### [Page]
= = = =

Like if Tony Stark and Steven Strange fell into a blender and the Iron Mage appeared, extracting wisdom from the seen and unseen worlds around them and project wisdom into the future….

But more often than not, it’s much more mundane…

XKCD: Machine Learning

And it’s often in this mundanity of applying “standard” tools, techniques and analysis of data and stirring the pot until something interesting pops out that we are most likely to make mistakes, and that’s going to be the subject of this talk;

Lies We Tell Our Shells

Ten Things I Hate About Data Science

The Fault In Our Stats

The Usual Correlations

This isn’t going to be a technical Data Science talk, we’re not opening up Jupyter or firing up Spark or Tensorflow or whatever. We’re not even going to talk about Perceptrons or Hidden neurons or homomorphic cryptography. This is about people, processes, how to establish a healthy data science culture.

This is about numbers, aggregations, visualisation, and how you, as a Data Scientist, have a responsibility to look for logical pitfalls, and over time, curate that experience to constructively critique both your own analytical work, but also of the people, teams, and some times, executives around you.

Anyway, who am I to talk about this stuff?

Who am I ? (AKA you can skip this bit)

= = = =

### [Stored records]
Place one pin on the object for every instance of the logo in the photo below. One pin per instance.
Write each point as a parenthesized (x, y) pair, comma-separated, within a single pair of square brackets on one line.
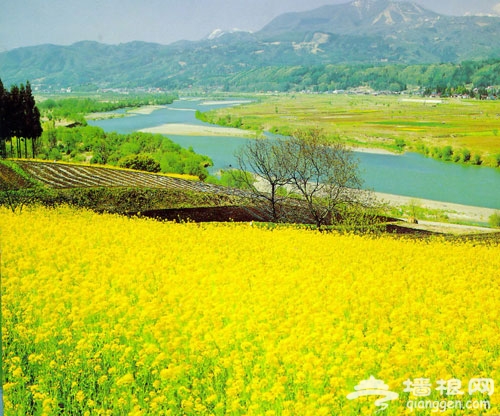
[(374, 387), (424, 395)]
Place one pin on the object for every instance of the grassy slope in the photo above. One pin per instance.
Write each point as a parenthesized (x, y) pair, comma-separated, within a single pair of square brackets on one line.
[(379, 121)]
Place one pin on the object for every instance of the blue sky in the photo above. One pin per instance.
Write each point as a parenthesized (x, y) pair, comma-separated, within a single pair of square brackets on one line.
[(34, 22)]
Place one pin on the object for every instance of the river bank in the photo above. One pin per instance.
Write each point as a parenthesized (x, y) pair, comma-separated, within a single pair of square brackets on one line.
[(185, 129), (456, 213)]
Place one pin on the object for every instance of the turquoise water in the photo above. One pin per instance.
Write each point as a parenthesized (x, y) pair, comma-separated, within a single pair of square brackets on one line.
[(410, 174)]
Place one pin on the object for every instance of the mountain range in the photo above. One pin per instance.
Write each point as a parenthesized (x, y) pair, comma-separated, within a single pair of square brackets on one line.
[(361, 32)]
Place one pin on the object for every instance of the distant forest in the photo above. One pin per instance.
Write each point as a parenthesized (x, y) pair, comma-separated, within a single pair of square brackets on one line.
[(471, 78)]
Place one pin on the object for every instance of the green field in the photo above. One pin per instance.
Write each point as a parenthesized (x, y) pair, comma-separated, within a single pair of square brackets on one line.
[(390, 122)]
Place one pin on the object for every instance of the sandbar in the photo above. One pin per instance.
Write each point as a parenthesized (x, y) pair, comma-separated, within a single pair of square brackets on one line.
[(182, 129)]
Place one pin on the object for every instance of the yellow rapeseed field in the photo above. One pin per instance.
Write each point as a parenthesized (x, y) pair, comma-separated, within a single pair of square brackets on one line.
[(106, 315)]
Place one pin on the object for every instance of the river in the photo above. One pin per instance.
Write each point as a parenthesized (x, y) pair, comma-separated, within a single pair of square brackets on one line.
[(410, 174)]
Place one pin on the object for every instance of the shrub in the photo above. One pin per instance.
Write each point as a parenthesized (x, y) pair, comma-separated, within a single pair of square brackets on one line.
[(495, 219), (142, 162)]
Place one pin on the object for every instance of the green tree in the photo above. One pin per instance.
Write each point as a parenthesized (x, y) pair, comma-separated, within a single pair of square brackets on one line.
[(140, 162), (4, 128)]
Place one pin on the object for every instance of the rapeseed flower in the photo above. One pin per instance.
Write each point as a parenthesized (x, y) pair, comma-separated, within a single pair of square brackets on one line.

= = = =

### [What to do]
Pick up the talk on data science mistakes where it stops and write what comes next.

### [Answer]
My professional background started off by getting robotic dogs to piss on headmasters in front of 200 primary school kids and taking things apart and always having a few screws left over (or loose) at the end.

I eventually turned that “skillset” into something of a trade, by studying electronics and software engineering at Queens.

As part of this I got to test the launch of 4G networks in China from the grey comfort of an office in Athlone, I moonlit as a technology consultant for a marketing and advertising firm in Belfast, used massive clusters of GPUs to optimise cable internet delivery, and spent a summer developing BIOSs for embedded computers in Switzerland.

After that, and just in time for the financial crisis to make everyone question their career choices, I continued down the academic culvert to do a PhD, stealing shamelessly from the sociologists to make their “science” vaguely useful by teaching autonomous military submarines how to trust each-other.

More recently, I worked with a bunch of psychologists and marketers to teach machines how to understand human emotions using biometrics and wearable tech as the only Data Scientist.

This being a small start-up, that meant I did anything that involved Data, so from storage and network administration to statistical analysis, real-time cloud architecture to academic writing, and everything in between. This also somehow involved throwing people down mountains and developing lie detecting underwear. Ahh the joys of Start Ups.

After that I got to be a grown up Data Scientist working in at a cybersecurity firm specialising in real time network intrusion systems, playing with terabytes of historical and real time data trying to read the minds of hackers and script kiddies across the world who are throwing everything they can at some of the internet’s biggest institutions. This was my first taste of being a Data Scientist who wasn’t working completely alone…

What about now? (AKA ‘Start reading here’)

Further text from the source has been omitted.